■ **What is required**:
Copy, word for word, each line of the data below from the first through the line containing "box: [479, 185, 592, 340]", and stop there.

Data shown START

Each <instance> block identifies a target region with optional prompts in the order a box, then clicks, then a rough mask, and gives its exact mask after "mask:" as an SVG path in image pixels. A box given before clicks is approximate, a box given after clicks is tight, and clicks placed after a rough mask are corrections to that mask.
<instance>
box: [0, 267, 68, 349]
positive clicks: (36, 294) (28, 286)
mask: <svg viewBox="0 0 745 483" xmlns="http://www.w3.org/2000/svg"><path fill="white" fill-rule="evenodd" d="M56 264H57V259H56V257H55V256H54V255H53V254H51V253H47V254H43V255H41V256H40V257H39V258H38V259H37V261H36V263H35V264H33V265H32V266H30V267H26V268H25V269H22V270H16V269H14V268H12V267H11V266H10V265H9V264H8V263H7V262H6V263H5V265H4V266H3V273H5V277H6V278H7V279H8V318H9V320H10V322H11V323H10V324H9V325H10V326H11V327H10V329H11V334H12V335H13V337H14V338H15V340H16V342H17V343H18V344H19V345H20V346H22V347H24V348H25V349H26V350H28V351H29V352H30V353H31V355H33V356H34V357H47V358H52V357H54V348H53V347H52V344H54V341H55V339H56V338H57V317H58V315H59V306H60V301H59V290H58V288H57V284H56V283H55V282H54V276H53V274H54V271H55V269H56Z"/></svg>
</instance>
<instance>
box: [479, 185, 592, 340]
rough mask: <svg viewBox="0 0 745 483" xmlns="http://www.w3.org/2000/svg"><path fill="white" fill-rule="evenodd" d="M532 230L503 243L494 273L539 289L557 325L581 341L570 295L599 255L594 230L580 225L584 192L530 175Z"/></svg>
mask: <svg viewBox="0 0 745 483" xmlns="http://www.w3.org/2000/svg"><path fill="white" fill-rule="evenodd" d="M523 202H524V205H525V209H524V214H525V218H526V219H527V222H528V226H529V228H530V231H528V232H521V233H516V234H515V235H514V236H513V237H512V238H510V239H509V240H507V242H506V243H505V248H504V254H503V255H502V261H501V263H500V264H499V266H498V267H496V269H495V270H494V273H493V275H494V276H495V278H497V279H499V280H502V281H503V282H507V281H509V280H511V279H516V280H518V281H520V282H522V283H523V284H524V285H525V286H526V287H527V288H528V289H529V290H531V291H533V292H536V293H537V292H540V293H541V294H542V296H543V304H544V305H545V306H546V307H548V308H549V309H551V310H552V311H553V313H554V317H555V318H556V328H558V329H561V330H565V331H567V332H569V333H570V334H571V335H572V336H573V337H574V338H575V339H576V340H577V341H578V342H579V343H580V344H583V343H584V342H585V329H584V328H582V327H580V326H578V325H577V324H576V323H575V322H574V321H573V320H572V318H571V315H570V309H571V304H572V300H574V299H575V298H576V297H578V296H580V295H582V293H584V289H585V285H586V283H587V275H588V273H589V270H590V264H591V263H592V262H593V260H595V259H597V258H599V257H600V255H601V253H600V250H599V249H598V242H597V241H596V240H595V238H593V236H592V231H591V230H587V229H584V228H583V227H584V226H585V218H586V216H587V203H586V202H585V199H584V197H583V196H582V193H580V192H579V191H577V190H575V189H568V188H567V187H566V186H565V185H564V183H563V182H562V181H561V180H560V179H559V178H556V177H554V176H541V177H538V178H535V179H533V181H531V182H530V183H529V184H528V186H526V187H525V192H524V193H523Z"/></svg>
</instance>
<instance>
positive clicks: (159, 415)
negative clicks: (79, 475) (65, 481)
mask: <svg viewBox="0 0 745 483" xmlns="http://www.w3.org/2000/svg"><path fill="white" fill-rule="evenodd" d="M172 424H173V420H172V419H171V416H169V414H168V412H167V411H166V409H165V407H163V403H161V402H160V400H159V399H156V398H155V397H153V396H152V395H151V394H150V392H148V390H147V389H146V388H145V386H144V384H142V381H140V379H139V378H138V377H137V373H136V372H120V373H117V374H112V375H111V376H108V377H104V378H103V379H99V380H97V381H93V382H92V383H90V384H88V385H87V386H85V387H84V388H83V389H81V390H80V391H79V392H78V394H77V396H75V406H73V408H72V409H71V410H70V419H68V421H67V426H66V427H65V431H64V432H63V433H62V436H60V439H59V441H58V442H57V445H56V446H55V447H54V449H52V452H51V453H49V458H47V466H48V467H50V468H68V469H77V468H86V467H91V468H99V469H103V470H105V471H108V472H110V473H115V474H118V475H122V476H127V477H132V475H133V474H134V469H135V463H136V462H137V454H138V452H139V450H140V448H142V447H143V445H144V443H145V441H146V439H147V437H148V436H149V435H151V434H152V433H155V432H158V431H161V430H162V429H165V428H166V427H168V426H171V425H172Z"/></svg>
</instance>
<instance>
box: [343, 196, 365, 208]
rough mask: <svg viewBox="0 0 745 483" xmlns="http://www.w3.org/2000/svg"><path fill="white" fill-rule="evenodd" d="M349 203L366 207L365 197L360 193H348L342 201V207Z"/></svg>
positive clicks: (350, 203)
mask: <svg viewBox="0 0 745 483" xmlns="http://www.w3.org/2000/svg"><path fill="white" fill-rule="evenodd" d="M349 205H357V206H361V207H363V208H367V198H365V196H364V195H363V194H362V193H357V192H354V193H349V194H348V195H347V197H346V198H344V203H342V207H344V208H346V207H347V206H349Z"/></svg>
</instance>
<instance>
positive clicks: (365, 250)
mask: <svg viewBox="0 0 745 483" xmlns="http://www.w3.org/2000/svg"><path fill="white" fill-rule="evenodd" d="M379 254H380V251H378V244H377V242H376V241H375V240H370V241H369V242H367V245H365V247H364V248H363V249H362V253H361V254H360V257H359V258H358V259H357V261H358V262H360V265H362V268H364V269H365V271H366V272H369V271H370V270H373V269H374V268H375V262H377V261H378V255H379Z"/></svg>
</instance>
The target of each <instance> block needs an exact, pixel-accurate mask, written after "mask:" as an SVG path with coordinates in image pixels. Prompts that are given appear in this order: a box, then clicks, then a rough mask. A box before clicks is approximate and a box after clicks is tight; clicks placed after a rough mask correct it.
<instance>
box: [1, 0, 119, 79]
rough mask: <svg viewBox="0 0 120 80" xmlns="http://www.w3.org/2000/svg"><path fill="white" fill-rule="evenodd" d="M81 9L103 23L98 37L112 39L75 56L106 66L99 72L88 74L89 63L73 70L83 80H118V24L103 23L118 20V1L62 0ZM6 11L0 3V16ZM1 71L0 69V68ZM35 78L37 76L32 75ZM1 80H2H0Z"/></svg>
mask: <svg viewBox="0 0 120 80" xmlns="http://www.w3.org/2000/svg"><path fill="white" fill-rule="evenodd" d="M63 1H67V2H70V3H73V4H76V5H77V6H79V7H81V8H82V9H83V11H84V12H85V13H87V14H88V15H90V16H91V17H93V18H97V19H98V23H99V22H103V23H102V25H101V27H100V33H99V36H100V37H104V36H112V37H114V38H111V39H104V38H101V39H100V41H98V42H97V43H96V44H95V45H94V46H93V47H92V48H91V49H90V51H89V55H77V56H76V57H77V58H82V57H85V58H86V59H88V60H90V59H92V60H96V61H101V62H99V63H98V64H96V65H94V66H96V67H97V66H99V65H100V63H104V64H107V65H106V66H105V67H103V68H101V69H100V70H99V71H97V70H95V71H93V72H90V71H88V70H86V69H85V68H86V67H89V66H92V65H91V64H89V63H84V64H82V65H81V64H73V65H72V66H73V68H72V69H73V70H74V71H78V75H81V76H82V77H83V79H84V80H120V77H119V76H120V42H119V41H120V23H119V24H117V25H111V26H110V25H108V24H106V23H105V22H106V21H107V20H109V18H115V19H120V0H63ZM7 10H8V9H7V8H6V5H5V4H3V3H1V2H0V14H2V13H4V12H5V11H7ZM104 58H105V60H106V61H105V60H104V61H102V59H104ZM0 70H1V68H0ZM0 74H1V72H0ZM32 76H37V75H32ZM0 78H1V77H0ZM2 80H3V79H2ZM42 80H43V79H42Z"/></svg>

Data shown END

■ **Output of the exercise**:
Each <instance> block identifies a target region with optional prompts in the order a box, then clicks, then a rough mask, and gives its exact mask after "mask:" as an SVG path in image pixels. A box given before clicks is approximate, a box given after clicks is tight, and clicks placed after a rough mask are corrections to that mask.
<instance>
box: [0, 267, 68, 349]
positive clicks: (36, 294) (28, 286)
mask: <svg viewBox="0 0 745 483" xmlns="http://www.w3.org/2000/svg"><path fill="white" fill-rule="evenodd" d="M56 264H57V259H56V257H55V256H54V255H53V254H51V253H47V254H43V255H41V256H40V257H39V258H38V259H37V261H36V263H35V264H33V265H32V266H30V267H26V268H25V269H22V270H16V269H14V268H12V267H11V266H10V265H9V264H8V263H7V262H6V263H5V265H4V266H3V273H5V277H6V278H7V279H8V318H9V320H10V322H11V323H10V324H9V325H10V326H11V327H10V329H11V334H12V335H13V337H14V338H15V340H16V342H17V343H18V344H19V345H20V346H22V347H24V348H25V349H26V350H28V351H29V352H30V353H31V355H33V356H34V357H47V358H52V357H54V348H53V347H52V344H54V341H55V339H56V338H57V317H58V315H59V306H60V301H59V290H58V288H57V284H56V283H55V282H54V276H53V274H54V271H55V269H56Z"/></svg>
</instance>
<instance>
box: [479, 185, 592, 340]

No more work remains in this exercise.